-- BEGIN RECORD EXTRACTS --

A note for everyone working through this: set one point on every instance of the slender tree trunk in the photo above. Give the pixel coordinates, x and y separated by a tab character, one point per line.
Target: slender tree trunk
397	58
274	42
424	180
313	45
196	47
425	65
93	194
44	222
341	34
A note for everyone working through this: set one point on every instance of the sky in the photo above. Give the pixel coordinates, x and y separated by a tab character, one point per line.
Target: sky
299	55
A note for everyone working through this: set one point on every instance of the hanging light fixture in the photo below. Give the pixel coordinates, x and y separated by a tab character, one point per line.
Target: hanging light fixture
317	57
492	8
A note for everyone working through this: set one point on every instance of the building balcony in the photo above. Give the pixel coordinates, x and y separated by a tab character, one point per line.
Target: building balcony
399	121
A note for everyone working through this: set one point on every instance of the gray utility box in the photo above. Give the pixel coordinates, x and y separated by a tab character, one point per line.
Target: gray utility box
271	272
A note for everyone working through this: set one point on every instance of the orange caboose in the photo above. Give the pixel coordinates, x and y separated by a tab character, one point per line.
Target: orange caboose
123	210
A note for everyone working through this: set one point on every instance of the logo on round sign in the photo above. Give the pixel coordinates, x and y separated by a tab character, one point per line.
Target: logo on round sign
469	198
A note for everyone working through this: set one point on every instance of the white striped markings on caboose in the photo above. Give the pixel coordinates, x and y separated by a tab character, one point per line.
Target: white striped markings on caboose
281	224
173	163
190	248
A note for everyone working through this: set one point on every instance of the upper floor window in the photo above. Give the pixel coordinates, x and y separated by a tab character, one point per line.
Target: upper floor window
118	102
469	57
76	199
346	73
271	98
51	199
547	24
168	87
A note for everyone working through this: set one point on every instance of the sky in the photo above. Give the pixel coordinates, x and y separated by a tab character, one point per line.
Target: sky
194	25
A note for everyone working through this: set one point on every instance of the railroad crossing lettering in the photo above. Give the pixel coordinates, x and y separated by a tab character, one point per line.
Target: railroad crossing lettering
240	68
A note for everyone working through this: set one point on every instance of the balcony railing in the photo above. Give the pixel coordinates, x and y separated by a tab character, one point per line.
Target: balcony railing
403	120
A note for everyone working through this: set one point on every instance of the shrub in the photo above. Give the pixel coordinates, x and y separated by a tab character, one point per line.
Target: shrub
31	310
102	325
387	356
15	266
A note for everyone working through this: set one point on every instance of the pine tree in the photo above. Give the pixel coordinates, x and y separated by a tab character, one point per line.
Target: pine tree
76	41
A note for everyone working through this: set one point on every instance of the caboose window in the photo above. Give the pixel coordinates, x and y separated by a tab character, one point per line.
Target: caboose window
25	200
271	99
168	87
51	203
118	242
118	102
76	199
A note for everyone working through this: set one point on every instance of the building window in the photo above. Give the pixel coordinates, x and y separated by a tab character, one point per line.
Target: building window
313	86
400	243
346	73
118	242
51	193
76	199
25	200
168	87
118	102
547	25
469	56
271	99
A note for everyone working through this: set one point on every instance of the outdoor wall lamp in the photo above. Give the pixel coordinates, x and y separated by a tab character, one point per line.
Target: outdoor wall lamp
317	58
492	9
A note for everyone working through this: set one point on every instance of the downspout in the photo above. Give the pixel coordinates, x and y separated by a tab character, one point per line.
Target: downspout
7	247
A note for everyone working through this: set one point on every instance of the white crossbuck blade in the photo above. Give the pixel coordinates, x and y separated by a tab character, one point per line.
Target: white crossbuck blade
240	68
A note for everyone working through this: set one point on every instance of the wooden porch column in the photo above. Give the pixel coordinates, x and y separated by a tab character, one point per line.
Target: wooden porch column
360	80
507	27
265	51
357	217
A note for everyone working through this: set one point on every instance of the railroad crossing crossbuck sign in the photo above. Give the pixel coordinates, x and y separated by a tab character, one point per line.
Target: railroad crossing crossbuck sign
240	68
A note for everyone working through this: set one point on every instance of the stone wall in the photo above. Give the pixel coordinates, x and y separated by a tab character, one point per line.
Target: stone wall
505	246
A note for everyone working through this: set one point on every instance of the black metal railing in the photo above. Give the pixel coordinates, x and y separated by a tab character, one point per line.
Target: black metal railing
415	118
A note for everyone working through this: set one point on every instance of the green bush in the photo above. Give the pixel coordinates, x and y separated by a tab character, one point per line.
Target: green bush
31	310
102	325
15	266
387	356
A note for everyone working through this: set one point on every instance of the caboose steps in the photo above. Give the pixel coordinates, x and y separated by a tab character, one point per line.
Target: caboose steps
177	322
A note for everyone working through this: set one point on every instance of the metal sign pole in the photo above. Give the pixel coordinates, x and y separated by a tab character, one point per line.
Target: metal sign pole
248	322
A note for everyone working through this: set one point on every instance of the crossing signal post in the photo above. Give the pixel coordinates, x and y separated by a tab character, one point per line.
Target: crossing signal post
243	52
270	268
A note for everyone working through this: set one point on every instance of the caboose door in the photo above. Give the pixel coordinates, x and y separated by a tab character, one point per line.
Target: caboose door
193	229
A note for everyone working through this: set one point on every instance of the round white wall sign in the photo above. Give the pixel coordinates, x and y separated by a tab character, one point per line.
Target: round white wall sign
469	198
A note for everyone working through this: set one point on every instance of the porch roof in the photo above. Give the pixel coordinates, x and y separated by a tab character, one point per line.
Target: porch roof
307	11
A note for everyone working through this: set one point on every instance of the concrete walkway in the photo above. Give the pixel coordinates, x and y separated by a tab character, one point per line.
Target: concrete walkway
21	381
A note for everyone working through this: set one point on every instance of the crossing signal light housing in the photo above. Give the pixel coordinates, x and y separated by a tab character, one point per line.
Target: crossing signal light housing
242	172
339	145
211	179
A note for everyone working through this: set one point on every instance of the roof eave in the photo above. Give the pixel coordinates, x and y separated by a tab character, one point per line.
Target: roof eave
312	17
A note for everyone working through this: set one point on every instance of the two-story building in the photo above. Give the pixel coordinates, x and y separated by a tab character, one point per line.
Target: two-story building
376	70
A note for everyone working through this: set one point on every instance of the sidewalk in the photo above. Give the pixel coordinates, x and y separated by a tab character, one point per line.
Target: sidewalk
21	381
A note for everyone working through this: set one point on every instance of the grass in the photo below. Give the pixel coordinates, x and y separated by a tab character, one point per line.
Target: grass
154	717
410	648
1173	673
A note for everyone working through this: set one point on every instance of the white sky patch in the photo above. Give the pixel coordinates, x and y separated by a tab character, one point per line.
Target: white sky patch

-- END RECORD EXTRACTS --

## SHORT PROBLEM
Extract all the material, leaving every line as it is.

## RESULT BELOW
A note for everyone working through this: set one point on every instance of the slender tree trunk in the photo above. Give the pixel coordinates, x and y separated by a tab character, one point per line.
Target: slender tree trunk
397	58
274	42
424	180
313	45
196	47
425	65
93	194
44	222
341	34
A note for everyone working through this: set one point on every instance of the sky in the photo above. Give the pixel coordinates, x and y separated by a tab character, one point per line.
Target: sky
299	55
A note for everyone working through this: set one point on every instance of the hanging light fixture in the photo below. Give the pixel coordinates, x and y separated by a tab character, one point per line.
Target: hanging light fixture
317	57
492	8
A note for everyone working through this: set one point on every instance of the building balcony in the photo above. Give the pixel coordinates, x and y separated by a tab character, one point per line.
Target: building balcony
399	121
A note for everyone working through this: set one point on every instance of the gray utility box in the photo above. Give the pixel coordinates, x and y separated by a tab character, one point per line.
Target: gray utility box
271	272
A note for everyone working through this: set one point on every instance of the orange caboose in the photo above. Give the pixel coordinates, x and y separated by a tab character, one point per line.
Target: orange caboose
123	210
A note for everyone working through this: set one point on every instance of the logo on round sign in the photo above. Give the pixel coordinates, x and y separated by a tab character, one point per line.
Target: logo on round sign
469	198
A note for everyone working through this: set one point on every instance of the white striped markings on caboose in the photo above. Give the pixel coordinates, x and y separated by a tab character, one point per line.
Target: white striped markings on caboose
281	224
173	163
190	248
A note for everyone working through this: set one point on every instance of the upper floor window in the photo above. Give the pixel coordinates, x and y separated by a tab character, one point per line.
Target: upper floor window
118	102
469	57
76	199
346	73
271	98
51	199
547	24
168	87
A note for everyone working through this: set one point on every instance of the sky in the photo above. Give the pixel coordinates, x and y separated by a tab character, one point per line.
Target: sky
194	25
A note for everyone working through this: set one point on every instance of the railroad crossing lettering in the photo above. Give the pixel coordinates, x and y separated by a tab character, one point per line.
Target: railroad crossing lettering
240	68
A note for everyone working through this: set one point on every instance of the balcony railing in the photo above. Give the pixel coordinates, x and y separated by a tab character, one point per line.
Target: balcony railing
403	120
A note for everyone working through this: set one point on every instance of the shrub in the photo above. Give the pixel coordinates, x and y separated by a tab character, one point per line.
Target: shrub
31	310
102	325
387	356
15	266
A note for everyone working through this: set one point on every instance of the pine tree in the photo above. Give the pixel coordinates, x and y separated by a tab character, one point per line.
Target: pine tree
76	41
A note for everyone working through this: set one point on every instance of the caboose window in the photo above. Give the pixel coordinates, x and y separated by a tab character, one point per line.
Target: caboose window
25	200
271	99
168	87
51	203
118	242
118	102
76	199
A note for everyone working through this: set one point on every instance of the building window in the photo above. Give the pixel coordinates, x and y separated by a tab character, one point per line.
Target: building window
313	86
400	243
346	73
118	242
51	193
76	199
25	200
168	87
118	102
547	25
469	56
271	99
A note for everyone working through this: set one point on every instance of the outdoor wall lamp in the photo above. Give the pixel coordinates, x and y separated by a tab character, one point per line.
Target: outdoor wall lamp
317	58
492	9
A note for everyone working through this: set one point on every instance of the downspout in the photo above. Give the pixel coordinates, x and y separated by a tab character, one point per line.
Target: downspout
7	247
A note for everyone working through this: set one point on every instance of the white crossbuck blade in the photo above. Give the pixel coordinates, x and y separated by a tab character, one point per line.
Target: white crossbuck blade
240	68
A note for everyone working through this: set one point on every instance of the wooden porch column in the photo above. Give the pixel coordinates, x and y separated by a tab character, one point per line.
Target: wooden porch column
360	80
507	27
265	51
357	217
A note for everyone working through this: set one point on every instance of the railroad crossing crossbuck sign in the photo above. Give the pixel coordinates, x and y separated by a tab character, one point per line.
Target: railroad crossing crossbuck sign
240	68
A note for everyone working through this: set one point on every instance of the stone wall in the photo above. Give the pixel coordinates, x and y separated by a tab character, one point per line.
Target: stone wall
505	246
A note for everyone working through this: set one point on every instance of the black metal railing in the photo above. Give the pixel coordinates, x and y separated by a tab character, one point per line.
Target: black metal railing
415	118
A note for everyone working through this: set one point on every instance of the green bush in the photo above. Give the pixel coordinates, x and y separated by a tab character, one point per line.
Target: green bush
31	310
102	325
15	266
387	356
A note for everyone working through this: set one point on every instance of the caboose steps in the photo above. Give the pixel coordinates, x and y separated by a tab character, one point per line.
Target: caboose steps
177	322
A note for everyone working through this: set one point on every instance of the metal sign pole in the photo above. Give the pixel coordinates, x and y separated by a tab character, one point per line.
Target: metal sign pole
248	322
A note for everyone working through this: set one point on every instance of the crossing signal post in the photo above. Give the pixel coordinates, x and y separated by a tab character, one point per line.
Target: crossing signal post
243	52
270	268
A note for everyone working through this: set one point on every instance of the caboose door in the photo above. Give the pixel coordinates, x and y separated by a tab character, one point per line.
Target: caboose door
193	229
A note for everyone working through this: set one point on every instance of the round white wall sign in the photo above. Give the pixel coordinates, x and y separated by a tab character, one point per line.
Target: round white wall sign
469	198
A note for everyone working through this: set one point on every instance of the porch roof in the photo above. Give the pixel coordinates, x and y separated by a tab character, one point per line.
Target: porch roof
307	11
A note for everyone working through this: set one point on every instance of the concrete walkway in the photo above. Give the pixel coordinates, x and y separated by a tab character, one point per line.
Target: concrete walkway
21	381
A note for everyone working through this: set one point on every instance of the crossing signal light housing in the photo above. Give the pixel coordinates, x and y separated by a tab character, one point per line.
Target: crossing signal light housing
242	172
339	145
211	179
A note for everyone working through this: set one point on every instance of the roof eave in the photo above. Give the pixel coordinates, x and y separated by a tab character, one point per line.
Target: roof eave
312	17
A note for everyone working through this: set one point on every instance of the two-story building in the photo above. Give the pixel coordinates, x and y separated by a tab character, one point per line.
Target: two-story building
376	70
A note for everyone working through this: set one point on every instance of the sidewalk in the photo above. Give the pixel coordinates, x and y separated by a tab character, one point per line.
Target: sidewalk
21	381
A note for everyone working through this: set one point on every instance of the grass in the photo below. Give the pixel coordinates, x and y separated by a tab character, one point per line.
Target: grass
154	717
410	648
1173	673
A note for everyone working through this: set one point on every instance of the white sky patch in the photo above. Give the pixel coordinates, x and y separated by a tab character, one point per line.
Target: white sky patch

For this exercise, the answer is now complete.